### DATA FOR REVIEW

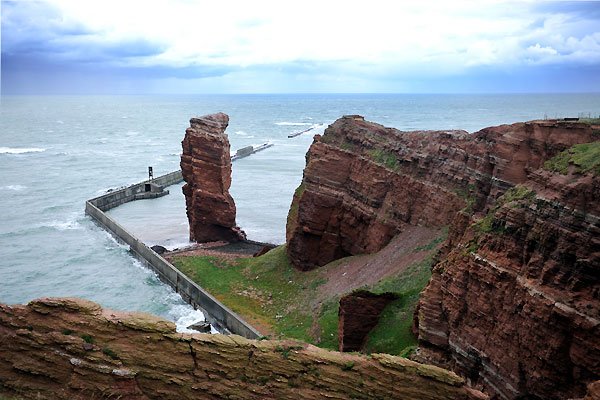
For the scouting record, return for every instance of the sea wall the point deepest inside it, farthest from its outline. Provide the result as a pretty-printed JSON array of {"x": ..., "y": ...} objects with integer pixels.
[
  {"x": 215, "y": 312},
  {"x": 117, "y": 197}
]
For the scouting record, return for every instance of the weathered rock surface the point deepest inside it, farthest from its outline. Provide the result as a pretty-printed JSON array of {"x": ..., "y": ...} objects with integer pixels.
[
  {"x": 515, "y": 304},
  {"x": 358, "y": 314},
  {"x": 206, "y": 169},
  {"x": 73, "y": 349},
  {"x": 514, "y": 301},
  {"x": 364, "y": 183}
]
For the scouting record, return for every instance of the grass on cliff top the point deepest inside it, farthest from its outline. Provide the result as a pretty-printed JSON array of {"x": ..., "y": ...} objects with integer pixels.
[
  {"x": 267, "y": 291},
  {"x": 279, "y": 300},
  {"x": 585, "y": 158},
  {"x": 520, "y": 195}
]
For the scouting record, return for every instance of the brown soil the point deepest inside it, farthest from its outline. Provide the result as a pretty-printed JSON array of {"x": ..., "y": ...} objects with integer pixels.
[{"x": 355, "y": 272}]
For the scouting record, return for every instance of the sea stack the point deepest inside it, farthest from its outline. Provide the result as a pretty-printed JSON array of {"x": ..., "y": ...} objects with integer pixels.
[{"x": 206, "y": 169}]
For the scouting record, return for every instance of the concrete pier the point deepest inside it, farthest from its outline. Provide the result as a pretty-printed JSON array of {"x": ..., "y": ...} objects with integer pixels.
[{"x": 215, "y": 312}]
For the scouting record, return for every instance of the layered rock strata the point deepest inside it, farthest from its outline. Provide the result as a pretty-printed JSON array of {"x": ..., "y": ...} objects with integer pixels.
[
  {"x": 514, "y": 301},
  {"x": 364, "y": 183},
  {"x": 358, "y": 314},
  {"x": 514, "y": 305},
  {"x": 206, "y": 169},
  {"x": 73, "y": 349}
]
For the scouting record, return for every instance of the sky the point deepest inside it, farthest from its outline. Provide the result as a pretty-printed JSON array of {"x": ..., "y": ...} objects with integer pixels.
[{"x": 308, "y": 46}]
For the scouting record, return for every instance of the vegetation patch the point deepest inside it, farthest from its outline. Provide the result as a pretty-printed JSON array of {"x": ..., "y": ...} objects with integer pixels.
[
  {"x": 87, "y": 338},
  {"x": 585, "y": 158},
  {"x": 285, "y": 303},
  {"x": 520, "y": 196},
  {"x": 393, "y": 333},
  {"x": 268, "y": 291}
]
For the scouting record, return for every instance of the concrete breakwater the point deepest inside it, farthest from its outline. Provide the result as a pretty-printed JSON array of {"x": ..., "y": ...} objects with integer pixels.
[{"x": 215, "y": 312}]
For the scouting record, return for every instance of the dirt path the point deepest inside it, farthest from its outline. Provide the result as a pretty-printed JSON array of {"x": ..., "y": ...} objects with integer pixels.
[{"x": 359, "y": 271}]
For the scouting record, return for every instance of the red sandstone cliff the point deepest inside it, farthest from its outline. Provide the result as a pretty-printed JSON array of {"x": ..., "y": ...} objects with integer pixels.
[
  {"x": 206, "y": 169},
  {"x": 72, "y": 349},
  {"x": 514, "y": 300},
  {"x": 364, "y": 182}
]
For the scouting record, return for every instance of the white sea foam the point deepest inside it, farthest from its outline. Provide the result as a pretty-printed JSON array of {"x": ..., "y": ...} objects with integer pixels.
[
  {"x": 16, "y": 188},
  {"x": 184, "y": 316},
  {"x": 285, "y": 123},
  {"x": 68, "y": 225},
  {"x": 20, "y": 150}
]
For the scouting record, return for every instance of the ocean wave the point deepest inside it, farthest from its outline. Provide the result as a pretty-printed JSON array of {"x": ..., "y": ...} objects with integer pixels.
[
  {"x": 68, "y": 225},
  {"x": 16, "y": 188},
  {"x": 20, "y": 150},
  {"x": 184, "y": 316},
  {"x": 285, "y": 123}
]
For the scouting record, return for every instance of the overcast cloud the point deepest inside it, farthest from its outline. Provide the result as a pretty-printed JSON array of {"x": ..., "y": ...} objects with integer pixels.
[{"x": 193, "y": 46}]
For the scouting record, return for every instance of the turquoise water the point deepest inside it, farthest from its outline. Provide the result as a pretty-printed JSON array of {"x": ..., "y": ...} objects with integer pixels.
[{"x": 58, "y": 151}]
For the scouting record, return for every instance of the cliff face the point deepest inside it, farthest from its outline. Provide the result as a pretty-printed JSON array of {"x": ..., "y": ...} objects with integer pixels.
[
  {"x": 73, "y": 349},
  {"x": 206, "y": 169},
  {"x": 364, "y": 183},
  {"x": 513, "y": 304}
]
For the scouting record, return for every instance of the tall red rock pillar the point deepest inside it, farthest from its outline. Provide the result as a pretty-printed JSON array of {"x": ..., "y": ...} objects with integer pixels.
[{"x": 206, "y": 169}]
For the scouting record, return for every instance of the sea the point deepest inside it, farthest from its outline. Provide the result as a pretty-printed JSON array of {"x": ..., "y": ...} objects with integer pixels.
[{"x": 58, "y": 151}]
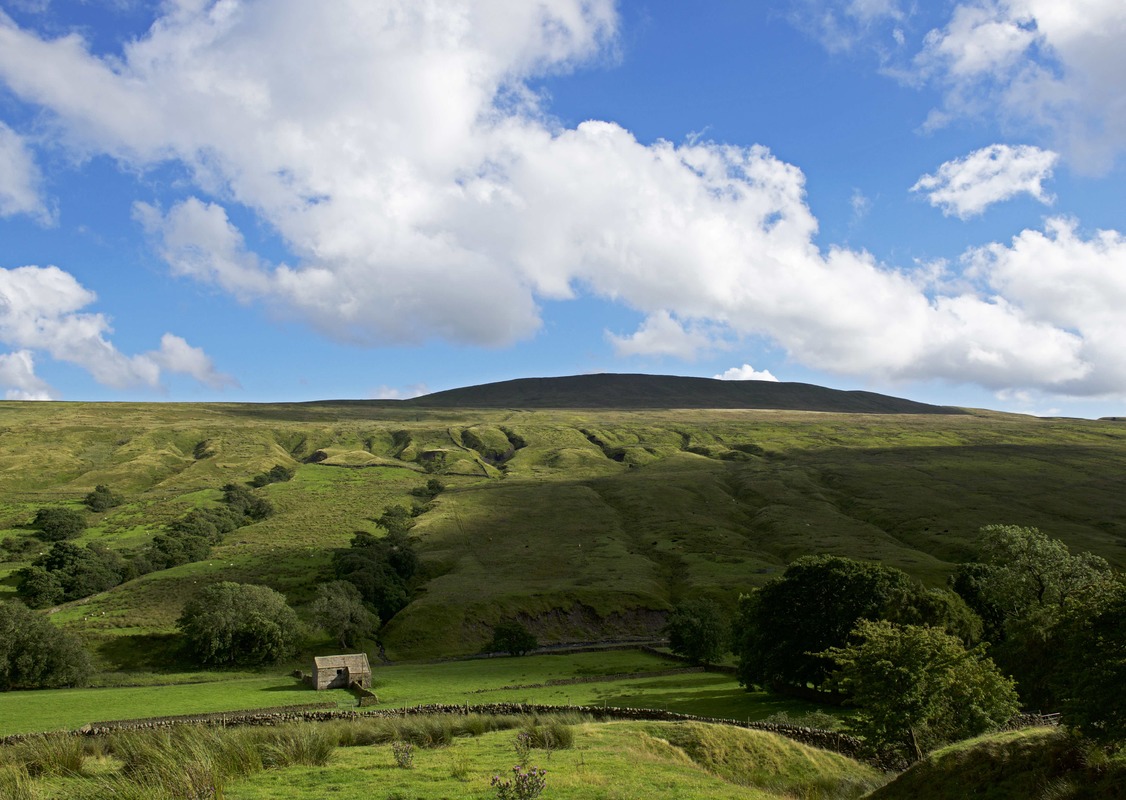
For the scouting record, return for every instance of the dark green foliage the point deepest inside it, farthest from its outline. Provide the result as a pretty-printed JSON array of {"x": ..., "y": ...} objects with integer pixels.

######

▶ **TASK TO CARRY OUT**
Write out the data precisely as given, excluding the pictures.

▶ **FINISHED EXERCISE**
For the scouting record, return for every instance of the sea wall the point deepest inside it, farthest from its outline. Provide the result as a pretty-printed JSON array of {"x": ..., "y": ...} objects with integer pixels.
[
  {"x": 215, "y": 312},
  {"x": 117, "y": 197}
]
For the scouting record, return for every instance of the weathered rock surface the point deepest inside it, farthest from its outline. Provide the result as a pretty-printed JSON array of {"x": ..., "y": ...} objects with integer pixels.
[
  {"x": 515, "y": 304},
  {"x": 358, "y": 314},
  {"x": 206, "y": 169},
  {"x": 73, "y": 349},
  {"x": 514, "y": 301},
  {"x": 364, "y": 183}
]
For the scouting record, return for every instance of the grass on cliff top the point deepest inside it, farthest from its outline. Provide the result as a pretty-printed JSON array of {"x": ..., "y": ...} objects with integer pixels.
[
  {"x": 267, "y": 291},
  {"x": 279, "y": 300},
  {"x": 585, "y": 158},
  {"x": 520, "y": 195}
]
For the scouting record, return for every instance of the brown soil the point deepest inside it, farthest from its outline. Provide the result as a pretty-printed JSON array of {"x": ..., "y": ...} objects with integer pixels.
[{"x": 355, "y": 272}]
For the scouting record, return for every instance of the sea stack the point deepest inside it, farthest from its outline. Provide the result as a pretty-printed JSON array of {"x": ..., "y": ...} objects with integer pixels.
[{"x": 206, "y": 169}]
For the scouting record, return for every instance of the concrete pier the point deepest inside it, farthest from its outline. Provide the result as a pretty-printed JSON array of {"x": ..., "y": ...} objects with integer pixels.
[{"x": 215, "y": 312}]
For the scouting record, return for every instance of the layered rock strata the point deepest inside it, farthest from its outline. Provide the result as a pretty-printed JSON array of {"x": ..., "y": ...} objects with integer pixels.
[
  {"x": 514, "y": 301},
  {"x": 364, "y": 183},
  {"x": 358, "y": 314},
  {"x": 514, "y": 305},
  {"x": 206, "y": 169},
  {"x": 73, "y": 349}
]
For the scouting record, return for every instance of the sky the point deepest inside it, farthest from its outline. Provide the result as a pretty-printed JSON array of {"x": ..., "y": ...} objects with integer pixels.
[{"x": 308, "y": 46}]
For the scouting record, return for every instance of the vegetation patch the point deepest inside it, farthest from its outline. Provide the result as a pretty-printed JSON array of {"x": ..., "y": ...} objects with integer pixels.
[
  {"x": 87, "y": 338},
  {"x": 585, "y": 158},
  {"x": 285, "y": 303},
  {"x": 520, "y": 196},
  {"x": 393, "y": 333},
  {"x": 268, "y": 291}
]
For the scouting record, return for every instance of the concrete breakwater the point deepest inside it, farthest from its outline. Provide the result as a pretty-printed JSON array of {"x": ..., "y": ...} objects with integer pixels.
[{"x": 215, "y": 312}]
For the scouting record, return for every instance of the dirt path the point deepest inside it, farthest from its outline. Provide the result as a pretty-printed JSON array of {"x": ..., "y": ...} objects with integer pixels.
[{"x": 359, "y": 271}]
For the scouting record, return for every instance of the red sandstone cliff the point deepest inside it, farthest from its outline. Provide the result as a pretty-printed JSON array of {"x": ..., "y": ...} objects with integer pixels.
[
  {"x": 206, "y": 169},
  {"x": 72, "y": 349},
  {"x": 514, "y": 300},
  {"x": 364, "y": 182}
]
For the scouting record, return for every instance of the white sea foam the point deepest inside it, farthest from its outline. Provide the result as a pretty-printed JSON array of {"x": ..., "y": ...} objects with integer pixels.
[
  {"x": 16, "y": 188},
  {"x": 184, "y": 316},
  {"x": 285, "y": 123},
  {"x": 68, "y": 225},
  {"x": 20, "y": 150}
]
For the scouting record, return for every instance of the ocean wave the point deepest inside it, farthest from its outline. Provide the result as a pretty-printed JSON array of {"x": ..., "y": ...} objects with integer pixels.
[
  {"x": 68, "y": 225},
  {"x": 16, "y": 188},
  {"x": 20, "y": 150},
  {"x": 184, "y": 316},
  {"x": 285, "y": 123}
]
For the scouting record, return for every instance of the overcast cloud the point deepest inside it, farthest from its outline. Provide the result as a pretty-printed JSON array of {"x": ..., "y": ...} objects with integer pixels.
[{"x": 193, "y": 46}]
For the scouting record, return for every instance of the turquoise water the point deepest inside it, farthest from its outline. Provide the result as a pretty-printed JSON array of {"x": ..., "y": ...} objects with integer pixels.
[{"x": 58, "y": 151}]
For the scouting record, return for every instance of the cliff face the point deepest inside it, farthest from its outline. Provide the result as a pretty-printed JSON array of {"x": ..., "y": ...} objects with integer pixels.
[
  {"x": 73, "y": 349},
  {"x": 206, "y": 169},
  {"x": 364, "y": 183},
  {"x": 513, "y": 304}
]
For the scouting record, return for every instance of the tall red rock pillar the point deepest inside it, farthest from its outline. Provide the result as a pretty-printed JSON array of {"x": ..., "y": ...} objects with integer pixels.
[{"x": 206, "y": 169}]
For the scouting record, return for every instance of the sea the point deepest inside it, farthest from its outline. Provide the result as a pretty-printed JSON array of {"x": ..., "y": ...} objects with integer pixels.
[{"x": 58, "y": 151}]
For the scouting record, return for every instance of the dark green foliage the point deepest inside it, farthest from its outline. Provide the result as a pretty-printed JSON array of {"x": ..., "y": ...} objects with integer pixels.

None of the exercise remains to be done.